**INSTRUCTIONS FOR THE TASK**
Only lines holding "pixels" are wanted; copy each of them from the records below.

**DATA EXTRACTS**
=== Section Start ===

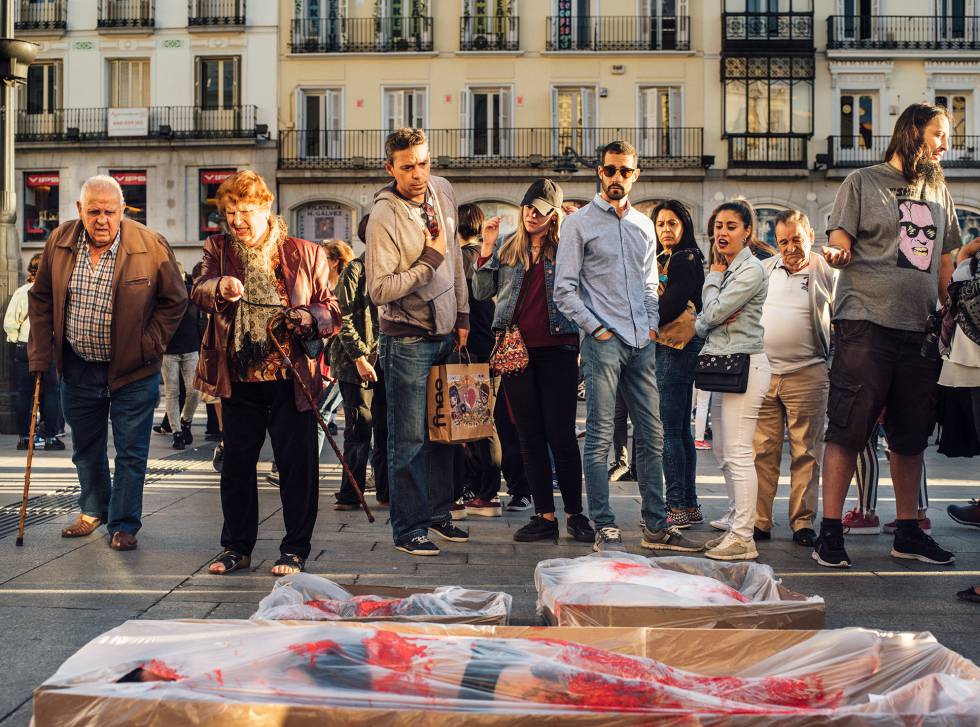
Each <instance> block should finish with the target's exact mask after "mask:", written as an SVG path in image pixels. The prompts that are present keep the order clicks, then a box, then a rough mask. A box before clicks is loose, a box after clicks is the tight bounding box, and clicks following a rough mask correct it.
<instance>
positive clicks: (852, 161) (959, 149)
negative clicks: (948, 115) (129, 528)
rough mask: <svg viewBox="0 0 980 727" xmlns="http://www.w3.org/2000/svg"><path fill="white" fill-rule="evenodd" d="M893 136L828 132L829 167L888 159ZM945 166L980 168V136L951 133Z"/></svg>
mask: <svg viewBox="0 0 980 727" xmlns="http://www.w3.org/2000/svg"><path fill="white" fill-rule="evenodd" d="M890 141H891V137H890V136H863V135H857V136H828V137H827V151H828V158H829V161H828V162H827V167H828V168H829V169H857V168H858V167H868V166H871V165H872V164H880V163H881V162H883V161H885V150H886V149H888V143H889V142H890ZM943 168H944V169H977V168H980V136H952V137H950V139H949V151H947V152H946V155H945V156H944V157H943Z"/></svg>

=== Section End ===
=== Section Start ===

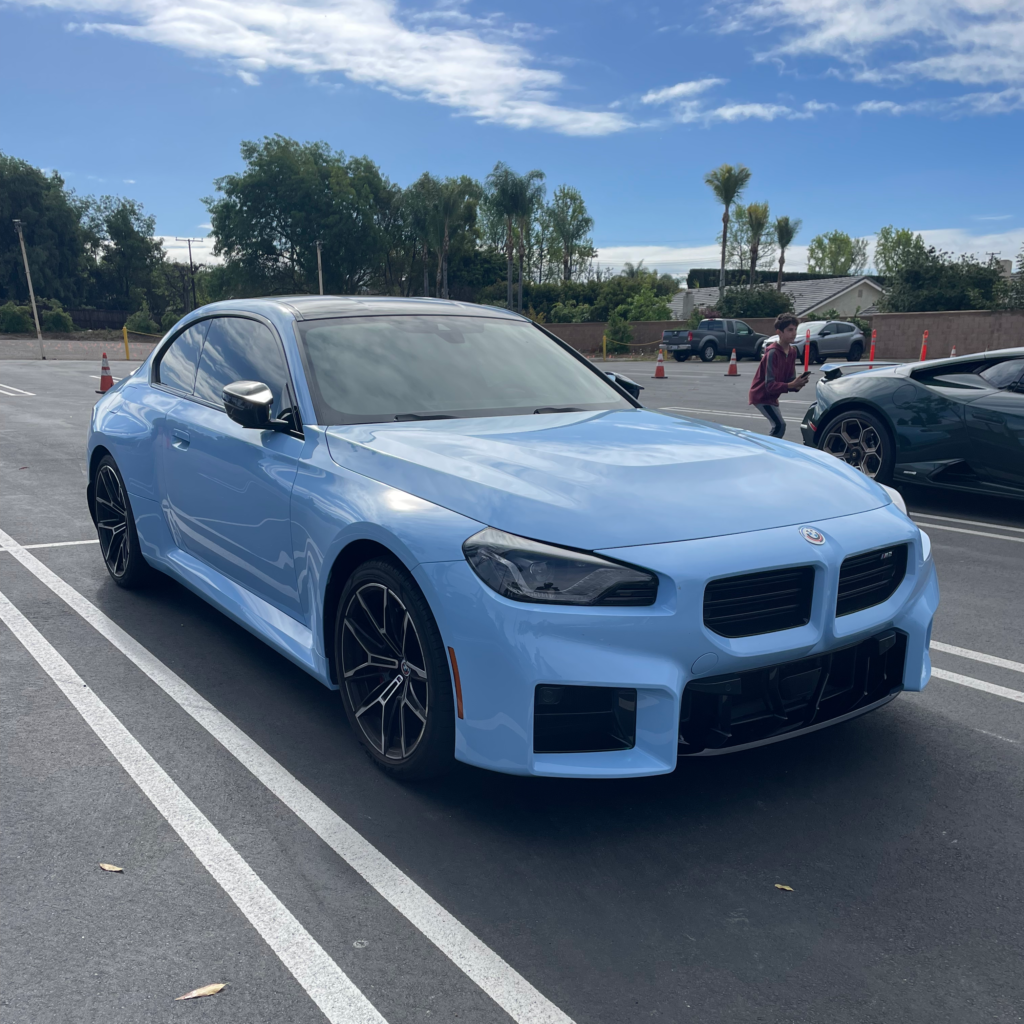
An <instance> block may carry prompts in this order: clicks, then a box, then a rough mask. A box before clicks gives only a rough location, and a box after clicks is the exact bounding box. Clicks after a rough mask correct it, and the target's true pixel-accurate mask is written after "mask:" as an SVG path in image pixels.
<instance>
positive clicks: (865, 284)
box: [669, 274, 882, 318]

=== Section End ===

**REPLY**
Each <instance> block should finish with the target's exact mask after "mask:", written as an SVG path in image pixels. The prompts that are present keep the order clicks, then a box, then a rough mask. A box before clicks is loose, a box after clicks is the tight bounding box, and clicks following a rough mask correct it.
An <instance> block may carry prompts in this order: clicks, then a box, then a rough mask. A box before clicks gives only a rough location, and a box after clicks is the exact bounding box. Clicks after a rough mask correct it, and the target's true pixel-accurate mask is written after "mask:" as an SVG path in image pixels.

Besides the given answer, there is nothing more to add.